### WHAT YOU ARE ASKED TO DO
Swap "benchmark card" for "test sheet" throughout the listing below, and write it out again with everything else left the same.

Labeled-object pointing listing:
• • • • •
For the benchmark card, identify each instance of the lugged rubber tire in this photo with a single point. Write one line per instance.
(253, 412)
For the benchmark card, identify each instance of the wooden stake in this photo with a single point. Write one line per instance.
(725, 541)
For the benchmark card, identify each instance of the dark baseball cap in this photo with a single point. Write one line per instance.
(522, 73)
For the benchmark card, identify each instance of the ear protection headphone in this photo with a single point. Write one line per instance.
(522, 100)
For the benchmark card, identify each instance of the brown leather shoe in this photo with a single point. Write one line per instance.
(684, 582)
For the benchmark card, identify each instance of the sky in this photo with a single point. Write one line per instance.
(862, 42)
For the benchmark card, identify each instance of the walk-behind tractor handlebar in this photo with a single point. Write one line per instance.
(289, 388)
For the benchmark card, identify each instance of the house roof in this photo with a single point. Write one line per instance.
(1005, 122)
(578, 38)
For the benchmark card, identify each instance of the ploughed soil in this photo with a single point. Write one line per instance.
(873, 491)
• • • • •
### REPLY TO THE EXERCISE
For the test sheet, identify each instance of the lugged rubber tire in this photo with a single point. Write one line per instance.
(253, 412)
For the test sheet, identify each instance of the wooden stake in this photo with a single point. Write one line per instance.
(725, 541)
For the test sheet, identify each instance of the dark baseball cap in this photo with a single point. Write one line per instance.
(522, 73)
For the test sheet, identify each instance of the ear protection headphone in this photo with a single point. Write one line per instance.
(522, 100)
For the test sheet, identify each instance of the brown leather shoe in this photo with a single point. Write one line per instance.
(684, 582)
For the test sheet, identify each instance of the sky in this photo with a single point. Write one line per instance.
(862, 42)
For the test sheet, identify each instance of the walk-behind tractor handlebar in this photo with a single point. Write one line per instance.
(289, 388)
For the test sheet, identify each instance of the house roof in this photo with a single point. Write one line per instance.
(1005, 122)
(578, 38)
For the test sheet, identify each instance of the ploughed soil in this photo with a single point. Write one line per instance.
(873, 491)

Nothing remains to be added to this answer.